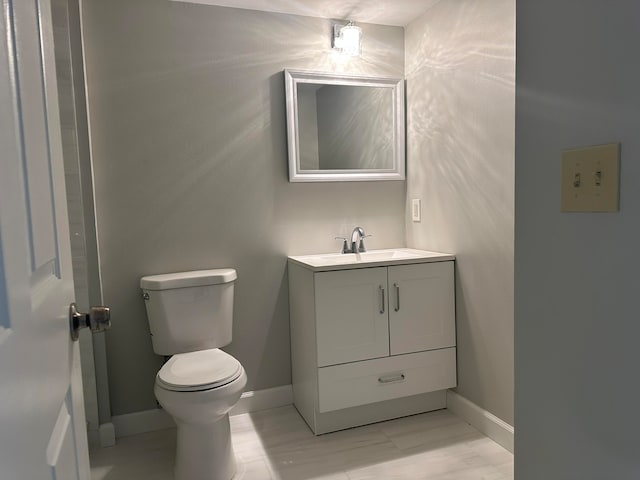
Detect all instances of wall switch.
[411,198,422,222]
[560,143,620,212]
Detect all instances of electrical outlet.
[411,198,422,222]
[560,143,620,212]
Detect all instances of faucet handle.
[335,237,350,253]
[358,235,373,253]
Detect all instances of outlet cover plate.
[560,143,620,212]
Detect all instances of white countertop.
[289,248,456,272]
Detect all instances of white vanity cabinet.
[288,251,456,434]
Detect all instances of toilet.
[140,268,247,480]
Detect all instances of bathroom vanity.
[288,249,456,434]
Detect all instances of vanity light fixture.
[332,21,362,57]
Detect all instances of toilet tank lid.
[140,268,238,290]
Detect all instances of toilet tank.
[140,268,238,355]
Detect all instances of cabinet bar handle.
[378,373,404,383]
[393,283,400,312]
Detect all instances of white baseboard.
[113,385,293,440]
[229,385,293,415]
[447,390,513,453]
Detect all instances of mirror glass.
[285,70,405,182]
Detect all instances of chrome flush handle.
[69,303,111,341]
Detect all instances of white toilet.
[140,268,247,480]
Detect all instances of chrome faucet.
[351,227,367,253]
[336,227,371,253]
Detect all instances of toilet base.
[175,414,236,480]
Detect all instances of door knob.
[69,303,111,341]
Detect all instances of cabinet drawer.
[318,347,456,412]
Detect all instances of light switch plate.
[411,198,422,222]
[560,143,620,212]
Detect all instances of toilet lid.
[156,348,242,392]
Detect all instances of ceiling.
[169,0,440,27]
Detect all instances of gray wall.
[515,0,640,480]
[83,0,406,414]
[406,0,515,424]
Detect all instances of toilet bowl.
[140,269,247,480]
[154,349,247,480]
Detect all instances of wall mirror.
[284,70,405,182]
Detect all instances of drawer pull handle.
[393,283,400,312]
[378,373,404,383]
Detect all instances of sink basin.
[289,248,455,271]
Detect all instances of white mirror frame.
[284,70,406,182]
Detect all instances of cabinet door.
[315,267,389,367]
[389,262,456,355]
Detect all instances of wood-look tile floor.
[91,406,513,480]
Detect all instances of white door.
[0,0,90,480]
[314,267,389,367]
[389,262,456,355]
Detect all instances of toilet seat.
[156,348,242,392]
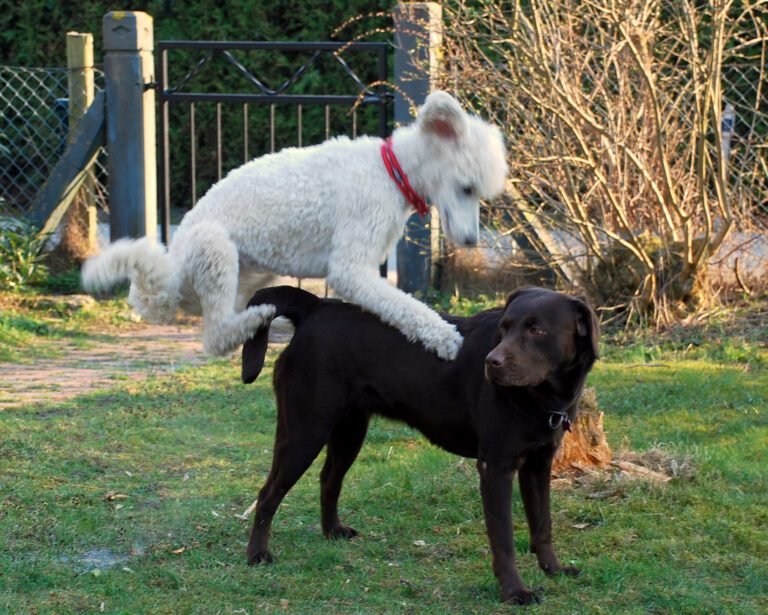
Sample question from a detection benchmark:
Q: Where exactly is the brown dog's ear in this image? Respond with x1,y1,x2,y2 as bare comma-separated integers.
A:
246,325,269,384
571,297,600,359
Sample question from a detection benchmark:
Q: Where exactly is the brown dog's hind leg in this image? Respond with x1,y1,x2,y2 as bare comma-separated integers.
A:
320,410,368,538
518,449,580,576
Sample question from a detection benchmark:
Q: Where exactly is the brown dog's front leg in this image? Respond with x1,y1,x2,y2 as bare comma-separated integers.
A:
519,449,580,576
477,459,539,604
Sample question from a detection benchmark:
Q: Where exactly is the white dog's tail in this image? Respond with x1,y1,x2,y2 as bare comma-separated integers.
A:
81,237,179,323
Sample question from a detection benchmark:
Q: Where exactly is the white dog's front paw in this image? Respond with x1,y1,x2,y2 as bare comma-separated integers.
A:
424,323,464,361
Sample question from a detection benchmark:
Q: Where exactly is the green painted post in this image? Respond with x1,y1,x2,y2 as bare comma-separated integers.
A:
394,2,442,294
102,11,157,241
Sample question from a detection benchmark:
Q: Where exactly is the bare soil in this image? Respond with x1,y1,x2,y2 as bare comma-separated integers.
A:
0,323,209,410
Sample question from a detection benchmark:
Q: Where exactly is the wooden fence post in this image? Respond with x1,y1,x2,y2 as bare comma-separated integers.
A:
394,2,442,294
102,11,157,241
62,32,98,258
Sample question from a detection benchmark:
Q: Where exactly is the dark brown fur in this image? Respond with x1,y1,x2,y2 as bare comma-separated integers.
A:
243,287,598,604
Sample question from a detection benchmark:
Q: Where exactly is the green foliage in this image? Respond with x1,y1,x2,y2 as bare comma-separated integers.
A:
0,216,46,291
0,0,394,209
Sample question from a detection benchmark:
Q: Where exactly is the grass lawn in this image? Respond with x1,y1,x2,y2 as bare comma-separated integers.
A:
0,296,768,614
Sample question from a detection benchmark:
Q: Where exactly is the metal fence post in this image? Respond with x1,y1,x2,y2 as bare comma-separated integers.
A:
102,11,157,241
394,2,442,295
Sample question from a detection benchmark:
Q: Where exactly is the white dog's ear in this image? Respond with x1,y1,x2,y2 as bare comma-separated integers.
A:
419,90,466,141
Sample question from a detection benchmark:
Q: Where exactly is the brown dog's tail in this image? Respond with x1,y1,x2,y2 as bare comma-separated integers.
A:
241,286,322,384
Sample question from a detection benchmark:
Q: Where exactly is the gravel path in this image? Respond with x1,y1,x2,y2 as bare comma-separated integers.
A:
0,323,209,410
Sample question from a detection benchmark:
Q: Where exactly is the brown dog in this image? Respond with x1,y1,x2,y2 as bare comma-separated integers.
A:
242,287,598,604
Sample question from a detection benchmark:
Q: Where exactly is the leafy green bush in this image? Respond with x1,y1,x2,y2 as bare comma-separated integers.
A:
0,216,47,291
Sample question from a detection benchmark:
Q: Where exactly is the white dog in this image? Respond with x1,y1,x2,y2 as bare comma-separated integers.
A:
82,92,507,360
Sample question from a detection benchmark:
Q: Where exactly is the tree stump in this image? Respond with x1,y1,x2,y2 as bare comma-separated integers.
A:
552,389,611,474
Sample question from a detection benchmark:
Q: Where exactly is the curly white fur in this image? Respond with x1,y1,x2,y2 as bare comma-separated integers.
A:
82,92,507,359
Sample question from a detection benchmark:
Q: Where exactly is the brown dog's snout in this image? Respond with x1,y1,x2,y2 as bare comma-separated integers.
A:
485,349,504,367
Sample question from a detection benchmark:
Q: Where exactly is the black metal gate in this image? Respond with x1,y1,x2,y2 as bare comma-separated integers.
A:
157,41,393,244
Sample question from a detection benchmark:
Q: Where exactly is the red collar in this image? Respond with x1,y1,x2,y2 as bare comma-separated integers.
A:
381,137,429,217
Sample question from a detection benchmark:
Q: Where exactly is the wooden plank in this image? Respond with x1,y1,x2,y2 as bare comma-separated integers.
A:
62,32,98,257
32,91,105,233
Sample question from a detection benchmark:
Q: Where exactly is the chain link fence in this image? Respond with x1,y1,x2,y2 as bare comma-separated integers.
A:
0,66,108,218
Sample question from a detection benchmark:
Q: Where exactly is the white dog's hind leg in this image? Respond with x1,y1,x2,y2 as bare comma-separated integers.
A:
327,261,462,361
183,222,275,356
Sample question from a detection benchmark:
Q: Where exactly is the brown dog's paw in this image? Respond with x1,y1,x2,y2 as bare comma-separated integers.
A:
325,525,357,540
502,587,544,606
555,566,581,577
248,551,275,566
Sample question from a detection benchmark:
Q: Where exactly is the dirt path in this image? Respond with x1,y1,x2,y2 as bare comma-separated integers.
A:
0,323,209,410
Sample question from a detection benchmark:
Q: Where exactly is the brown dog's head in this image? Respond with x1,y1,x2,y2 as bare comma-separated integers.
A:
485,288,599,387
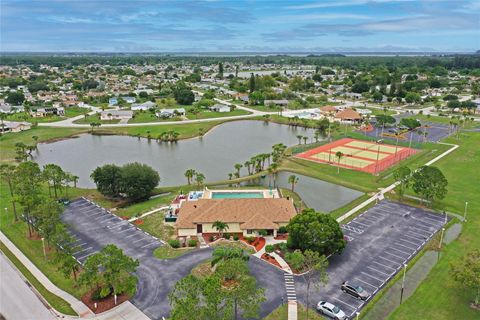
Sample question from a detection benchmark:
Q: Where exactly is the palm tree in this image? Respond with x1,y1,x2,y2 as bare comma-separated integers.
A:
234,163,243,177
297,135,303,144
184,169,196,185
212,220,228,238
335,151,343,173
195,172,205,187
268,162,278,188
288,174,298,192
72,176,79,188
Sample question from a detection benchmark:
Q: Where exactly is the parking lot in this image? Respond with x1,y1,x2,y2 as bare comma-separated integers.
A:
62,198,162,264
295,200,446,318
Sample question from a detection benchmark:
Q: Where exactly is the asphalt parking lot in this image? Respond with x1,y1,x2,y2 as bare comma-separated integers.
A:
62,198,286,319
62,198,162,264
295,200,446,318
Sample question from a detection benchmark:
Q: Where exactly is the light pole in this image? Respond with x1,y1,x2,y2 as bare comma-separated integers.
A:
42,237,47,260
400,263,407,304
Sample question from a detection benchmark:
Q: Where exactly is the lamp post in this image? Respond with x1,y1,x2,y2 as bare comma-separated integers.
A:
400,263,407,304
42,237,47,260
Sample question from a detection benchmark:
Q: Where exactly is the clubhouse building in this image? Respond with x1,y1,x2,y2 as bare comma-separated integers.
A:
175,190,297,238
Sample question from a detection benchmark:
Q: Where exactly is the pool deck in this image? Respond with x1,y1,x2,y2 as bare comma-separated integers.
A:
202,188,281,199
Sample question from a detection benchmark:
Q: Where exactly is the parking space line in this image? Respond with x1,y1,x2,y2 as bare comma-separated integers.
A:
360,271,384,284
384,251,405,263
389,246,410,255
355,277,378,290
402,234,425,242
367,266,390,276
333,297,357,310
140,241,158,248
395,242,417,251
398,235,423,246
372,260,397,271
75,247,93,253
377,252,401,268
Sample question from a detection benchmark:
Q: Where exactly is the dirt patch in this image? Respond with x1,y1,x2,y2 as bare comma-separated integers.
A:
82,289,129,314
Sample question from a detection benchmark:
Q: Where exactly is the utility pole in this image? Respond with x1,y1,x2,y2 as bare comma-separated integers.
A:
400,263,407,304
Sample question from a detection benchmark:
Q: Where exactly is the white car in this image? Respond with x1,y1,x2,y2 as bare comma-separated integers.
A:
317,301,347,320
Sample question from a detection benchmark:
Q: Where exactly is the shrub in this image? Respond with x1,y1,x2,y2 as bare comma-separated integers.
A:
265,244,273,253
168,239,180,249
245,237,255,244
277,226,288,234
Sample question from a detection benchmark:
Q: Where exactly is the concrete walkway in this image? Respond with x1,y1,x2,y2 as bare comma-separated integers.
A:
0,231,150,320
128,206,169,222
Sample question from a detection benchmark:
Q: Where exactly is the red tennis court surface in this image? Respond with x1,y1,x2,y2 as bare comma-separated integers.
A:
296,138,417,174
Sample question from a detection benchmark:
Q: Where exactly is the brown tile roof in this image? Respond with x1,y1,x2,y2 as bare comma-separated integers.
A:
335,109,362,120
176,198,296,229
320,106,337,112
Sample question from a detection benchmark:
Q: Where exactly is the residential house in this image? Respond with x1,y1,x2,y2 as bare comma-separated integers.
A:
208,103,230,112
263,100,288,107
130,101,156,111
335,109,363,123
175,198,297,237
155,108,186,119
0,121,32,133
100,110,133,120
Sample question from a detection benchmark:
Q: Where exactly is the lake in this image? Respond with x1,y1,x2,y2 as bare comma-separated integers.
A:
34,120,314,188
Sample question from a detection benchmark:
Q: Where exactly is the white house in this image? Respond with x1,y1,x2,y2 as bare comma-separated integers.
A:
131,101,155,111
155,108,186,118
208,103,230,112
100,110,133,120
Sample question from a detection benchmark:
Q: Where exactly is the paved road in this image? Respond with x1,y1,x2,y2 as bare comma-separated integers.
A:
0,253,56,320
62,199,286,319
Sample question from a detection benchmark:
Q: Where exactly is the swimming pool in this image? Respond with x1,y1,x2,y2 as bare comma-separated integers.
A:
212,192,264,199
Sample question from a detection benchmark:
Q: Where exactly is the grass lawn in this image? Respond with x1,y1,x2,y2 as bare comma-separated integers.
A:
115,193,176,218
280,137,449,192
73,114,120,124
187,109,251,120
138,212,175,241
388,132,480,320
263,303,326,320
153,245,195,259
0,242,77,316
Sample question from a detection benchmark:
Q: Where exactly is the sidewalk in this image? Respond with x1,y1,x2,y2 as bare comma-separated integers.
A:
0,231,150,320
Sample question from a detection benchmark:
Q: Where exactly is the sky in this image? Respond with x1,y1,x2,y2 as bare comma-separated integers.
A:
0,0,480,52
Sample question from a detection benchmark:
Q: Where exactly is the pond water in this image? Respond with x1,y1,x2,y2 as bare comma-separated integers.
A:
34,120,313,188
242,171,363,212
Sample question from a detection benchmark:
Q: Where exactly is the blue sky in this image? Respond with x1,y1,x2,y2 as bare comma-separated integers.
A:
0,0,480,52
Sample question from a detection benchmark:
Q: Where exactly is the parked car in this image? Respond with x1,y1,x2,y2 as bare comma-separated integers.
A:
341,281,370,300
317,301,347,320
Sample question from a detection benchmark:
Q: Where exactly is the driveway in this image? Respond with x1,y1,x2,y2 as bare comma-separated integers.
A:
295,200,445,319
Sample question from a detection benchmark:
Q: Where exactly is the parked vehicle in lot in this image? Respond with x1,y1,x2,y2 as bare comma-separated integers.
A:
317,301,347,320
341,281,370,300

- - -

▶ **Work to be completed**
Retype the lines starting at the one containing "Detect all instances of door knob." and ending at the one containing "[406,0,515,424]", both included, with no change.

▶ **Answer to the problem**
Detect all instances of door knob.
[69,303,111,341]
Detect all instances of cabinet drawer.
[318,347,456,412]
Detect all instances of light switch plate.
[411,198,422,222]
[560,143,620,212]
Detect all instances of toilet lid.
[156,348,242,392]
Detect all instances of ceiling.
[169,0,440,27]
Detect all instances of gray wall.
[515,0,640,480]
[83,0,406,414]
[406,0,515,424]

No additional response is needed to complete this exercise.